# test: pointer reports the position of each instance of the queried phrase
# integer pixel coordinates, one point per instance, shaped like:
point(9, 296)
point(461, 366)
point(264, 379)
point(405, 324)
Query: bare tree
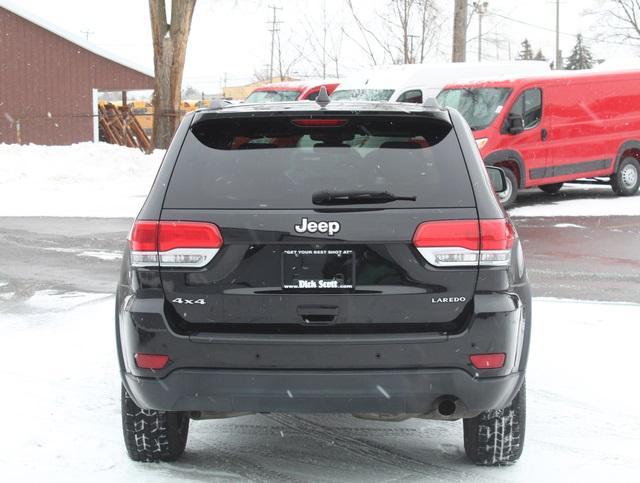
point(169, 50)
point(460, 25)
point(622, 18)
point(321, 44)
point(401, 21)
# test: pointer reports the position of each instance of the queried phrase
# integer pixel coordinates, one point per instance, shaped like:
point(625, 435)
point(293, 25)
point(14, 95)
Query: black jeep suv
point(324, 257)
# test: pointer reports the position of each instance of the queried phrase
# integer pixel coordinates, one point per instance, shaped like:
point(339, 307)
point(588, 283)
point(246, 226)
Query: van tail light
point(488, 361)
point(173, 243)
point(151, 361)
point(465, 243)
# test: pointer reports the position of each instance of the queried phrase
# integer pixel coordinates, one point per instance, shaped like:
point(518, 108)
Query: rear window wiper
point(355, 197)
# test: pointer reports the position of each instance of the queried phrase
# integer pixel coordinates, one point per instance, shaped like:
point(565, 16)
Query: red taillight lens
point(151, 361)
point(174, 243)
point(488, 361)
point(449, 233)
point(178, 234)
point(448, 243)
point(144, 236)
point(320, 122)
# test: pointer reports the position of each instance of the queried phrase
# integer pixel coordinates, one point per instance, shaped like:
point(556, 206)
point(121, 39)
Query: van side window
point(529, 106)
point(414, 96)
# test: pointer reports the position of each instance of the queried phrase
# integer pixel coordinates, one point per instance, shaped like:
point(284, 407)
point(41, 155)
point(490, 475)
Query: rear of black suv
point(297, 258)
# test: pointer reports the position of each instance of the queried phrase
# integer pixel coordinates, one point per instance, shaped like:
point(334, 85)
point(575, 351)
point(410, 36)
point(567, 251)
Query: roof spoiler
point(431, 103)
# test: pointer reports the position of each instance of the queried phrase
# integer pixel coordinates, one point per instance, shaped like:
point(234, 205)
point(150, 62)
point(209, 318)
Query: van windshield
point(479, 106)
point(362, 95)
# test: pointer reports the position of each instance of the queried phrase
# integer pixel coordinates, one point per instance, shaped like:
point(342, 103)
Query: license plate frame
point(318, 269)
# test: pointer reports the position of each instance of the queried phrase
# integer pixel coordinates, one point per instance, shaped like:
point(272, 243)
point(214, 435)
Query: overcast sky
point(230, 37)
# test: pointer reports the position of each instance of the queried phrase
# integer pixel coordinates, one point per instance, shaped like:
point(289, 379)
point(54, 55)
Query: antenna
point(218, 104)
point(323, 98)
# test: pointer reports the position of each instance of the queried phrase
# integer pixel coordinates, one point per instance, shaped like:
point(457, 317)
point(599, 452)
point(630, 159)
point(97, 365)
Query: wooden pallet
point(120, 126)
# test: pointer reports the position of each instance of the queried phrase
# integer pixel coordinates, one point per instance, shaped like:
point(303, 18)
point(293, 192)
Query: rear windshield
point(479, 106)
point(272, 96)
point(280, 162)
point(362, 95)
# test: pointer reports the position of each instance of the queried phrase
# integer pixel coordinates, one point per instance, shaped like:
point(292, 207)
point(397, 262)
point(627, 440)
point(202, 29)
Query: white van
point(416, 82)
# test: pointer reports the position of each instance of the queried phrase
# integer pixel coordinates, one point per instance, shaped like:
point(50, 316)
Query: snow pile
point(59, 372)
point(86, 179)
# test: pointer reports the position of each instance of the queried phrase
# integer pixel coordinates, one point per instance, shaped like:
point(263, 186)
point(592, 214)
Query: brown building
point(49, 81)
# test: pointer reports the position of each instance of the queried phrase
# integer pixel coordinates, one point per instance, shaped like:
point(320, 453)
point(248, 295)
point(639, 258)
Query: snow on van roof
point(436, 75)
point(298, 84)
point(71, 37)
point(552, 74)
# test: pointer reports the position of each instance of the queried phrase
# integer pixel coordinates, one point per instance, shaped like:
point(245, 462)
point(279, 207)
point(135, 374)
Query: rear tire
point(551, 189)
point(151, 435)
point(626, 180)
point(508, 197)
point(496, 437)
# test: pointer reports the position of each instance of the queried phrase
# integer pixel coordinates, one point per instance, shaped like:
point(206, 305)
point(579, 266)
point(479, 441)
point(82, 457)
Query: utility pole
point(412, 59)
point(459, 53)
point(274, 23)
point(558, 53)
point(481, 9)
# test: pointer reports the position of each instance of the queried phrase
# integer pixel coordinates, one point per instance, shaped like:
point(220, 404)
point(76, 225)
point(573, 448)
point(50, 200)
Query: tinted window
point(362, 95)
point(479, 106)
point(275, 163)
point(414, 96)
point(273, 96)
point(529, 106)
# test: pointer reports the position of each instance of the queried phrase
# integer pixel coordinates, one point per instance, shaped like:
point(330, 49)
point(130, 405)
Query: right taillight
point(173, 243)
point(460, 243)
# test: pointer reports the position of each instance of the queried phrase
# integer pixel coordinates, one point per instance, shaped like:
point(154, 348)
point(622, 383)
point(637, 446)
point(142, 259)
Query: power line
point(522, 22)
point(274, 22)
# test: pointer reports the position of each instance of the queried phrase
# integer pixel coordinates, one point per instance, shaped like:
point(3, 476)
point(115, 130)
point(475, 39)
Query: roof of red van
point(553, 76)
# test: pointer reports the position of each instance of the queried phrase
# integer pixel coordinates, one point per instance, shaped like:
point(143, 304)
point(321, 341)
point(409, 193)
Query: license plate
point(318, 269)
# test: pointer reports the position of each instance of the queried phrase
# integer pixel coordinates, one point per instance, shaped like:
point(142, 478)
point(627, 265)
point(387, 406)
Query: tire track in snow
point(370, 451)
point(223, 458)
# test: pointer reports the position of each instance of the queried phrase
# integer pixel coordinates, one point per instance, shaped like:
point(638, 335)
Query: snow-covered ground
point(103, 180)
point(60, 402)
point(86, 179)
point(596, 201)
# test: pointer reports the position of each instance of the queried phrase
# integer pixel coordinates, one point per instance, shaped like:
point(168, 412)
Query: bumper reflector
point(488, 361)
point(151, 361)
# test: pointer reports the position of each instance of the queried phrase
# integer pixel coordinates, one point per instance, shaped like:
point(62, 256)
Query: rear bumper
point(386, 373)
point(392, 391)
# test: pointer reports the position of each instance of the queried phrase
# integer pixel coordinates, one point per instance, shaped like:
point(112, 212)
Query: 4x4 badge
point(328, 227)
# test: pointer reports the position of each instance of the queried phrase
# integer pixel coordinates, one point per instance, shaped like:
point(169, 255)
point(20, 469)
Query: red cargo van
point(556, 128)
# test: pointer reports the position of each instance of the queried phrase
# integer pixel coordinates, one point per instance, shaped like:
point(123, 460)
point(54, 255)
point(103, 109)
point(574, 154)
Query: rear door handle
point(318, 314)
point(543, 134)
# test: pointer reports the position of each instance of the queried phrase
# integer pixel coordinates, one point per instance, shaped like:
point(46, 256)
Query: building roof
point(71, 37)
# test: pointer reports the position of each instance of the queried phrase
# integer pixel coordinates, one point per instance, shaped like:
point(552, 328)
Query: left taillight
point(460, 243)
point(173, 243)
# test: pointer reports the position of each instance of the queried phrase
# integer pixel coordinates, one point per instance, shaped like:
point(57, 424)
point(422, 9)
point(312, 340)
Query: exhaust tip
point(447, 407)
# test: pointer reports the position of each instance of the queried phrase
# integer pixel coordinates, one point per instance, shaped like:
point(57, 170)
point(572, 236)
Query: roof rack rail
point(323, 98)
point(218, 104)
point(432, 103)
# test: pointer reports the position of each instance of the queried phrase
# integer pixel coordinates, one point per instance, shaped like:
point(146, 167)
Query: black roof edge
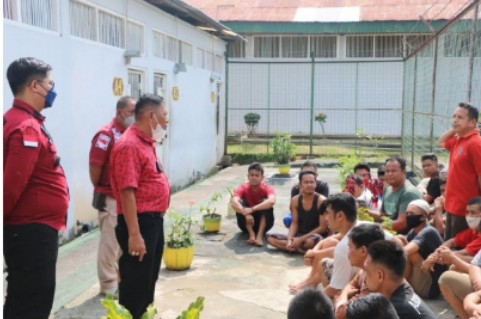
point(196, 18)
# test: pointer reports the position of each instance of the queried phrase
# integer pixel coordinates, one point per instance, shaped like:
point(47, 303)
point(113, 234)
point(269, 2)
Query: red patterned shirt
point(102, 145)
point(134, 163)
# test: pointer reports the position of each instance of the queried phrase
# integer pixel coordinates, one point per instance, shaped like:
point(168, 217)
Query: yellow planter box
point(178, 258)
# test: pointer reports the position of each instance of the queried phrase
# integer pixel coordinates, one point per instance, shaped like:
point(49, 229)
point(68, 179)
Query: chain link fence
point(442, 72)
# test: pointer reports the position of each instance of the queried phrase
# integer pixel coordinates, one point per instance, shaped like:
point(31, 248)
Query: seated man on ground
point(371, 306)
point(253, 202)
point(457, 284)
point(384, 268)
point(429, 185)
point(468, 241)
point(359, 240)
point(310, 304)
point(308, 224)
point(397, 196)
point(421, 241)
point(321, 188)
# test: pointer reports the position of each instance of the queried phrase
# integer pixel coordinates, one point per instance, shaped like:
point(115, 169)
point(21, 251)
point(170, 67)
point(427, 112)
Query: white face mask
point(158, 133)
point(473, 222)
point(129, 120)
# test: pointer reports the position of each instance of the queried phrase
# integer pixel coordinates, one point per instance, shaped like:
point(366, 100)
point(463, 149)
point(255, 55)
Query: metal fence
point(444, 71)
point(361, 99)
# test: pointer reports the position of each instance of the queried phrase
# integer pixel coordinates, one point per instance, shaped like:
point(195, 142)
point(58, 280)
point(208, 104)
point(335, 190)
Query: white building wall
point(83, 72)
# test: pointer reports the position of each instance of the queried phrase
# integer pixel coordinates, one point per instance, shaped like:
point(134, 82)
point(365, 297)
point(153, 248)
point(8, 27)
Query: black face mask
point(414, 220)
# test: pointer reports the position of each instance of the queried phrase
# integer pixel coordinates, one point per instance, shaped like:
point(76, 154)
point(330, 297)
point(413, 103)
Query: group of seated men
point(353, 262)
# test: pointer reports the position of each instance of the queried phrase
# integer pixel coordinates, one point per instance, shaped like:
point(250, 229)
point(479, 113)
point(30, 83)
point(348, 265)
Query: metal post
point(226, 117)
point(414, 109)
point(433, 96)
point(471, 51)
point(311, 120)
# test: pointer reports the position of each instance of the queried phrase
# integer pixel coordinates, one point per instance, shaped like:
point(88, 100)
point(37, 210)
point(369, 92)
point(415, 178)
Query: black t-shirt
point(408, 305)
point(428, 240)
point(434, 188)
point(321, 188)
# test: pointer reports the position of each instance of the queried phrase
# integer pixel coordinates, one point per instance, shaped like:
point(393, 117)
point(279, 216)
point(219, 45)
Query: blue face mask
point(49, 98)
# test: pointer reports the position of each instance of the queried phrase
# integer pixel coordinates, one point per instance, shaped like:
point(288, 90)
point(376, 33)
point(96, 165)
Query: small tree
point(251, 120)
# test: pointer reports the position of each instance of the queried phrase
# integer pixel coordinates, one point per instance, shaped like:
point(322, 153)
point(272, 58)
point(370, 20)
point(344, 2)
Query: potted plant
point(251, 119)
point(210, 219)
point(321, 119)
point(283, 150)
point(179, 242)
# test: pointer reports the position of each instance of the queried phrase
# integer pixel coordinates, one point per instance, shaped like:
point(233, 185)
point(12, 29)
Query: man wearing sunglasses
point(35, 193)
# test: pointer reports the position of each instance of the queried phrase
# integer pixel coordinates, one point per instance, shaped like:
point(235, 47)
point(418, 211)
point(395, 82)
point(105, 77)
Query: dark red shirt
point(254, 196)
point(102, 145)
point(34, 185)
point(464, 169)
point(134, 164)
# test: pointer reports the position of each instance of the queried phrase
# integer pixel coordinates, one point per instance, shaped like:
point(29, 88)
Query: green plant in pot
point(179, 241)
point(252, 119)
point(283, 150)
point(210, 219)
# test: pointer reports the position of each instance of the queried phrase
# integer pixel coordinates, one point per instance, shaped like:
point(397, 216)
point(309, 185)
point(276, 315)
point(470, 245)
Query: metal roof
point(196, 18)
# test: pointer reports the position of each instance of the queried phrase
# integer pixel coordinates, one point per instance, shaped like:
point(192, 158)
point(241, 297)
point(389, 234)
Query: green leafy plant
point(208, 209)
point(179, 233)
point(252, 119)
point(193, 312)
point(117, 311)
point(282, 148)
point(346, 168)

....................

▸ GIVEN INSTRUCTION:
Rewrite the rows from the start through the line with "point(321, 44)", changing "bare tree" to "leafless tree" and keeping everything else the same. Omit the pictures.

▸ RESPONSE FOR THIS EXERCISE:
# test: pointer reports the position of each instance of the queried phrase
# integer pixel coordinates, one point per instance, shaped like:
point(9, 296)
point(461, 366)
point(264, 379)
point(405, 324)
Query: leafless tree
point(169, 50)
point(460, 25)
point(622, 18)
point(321, 44)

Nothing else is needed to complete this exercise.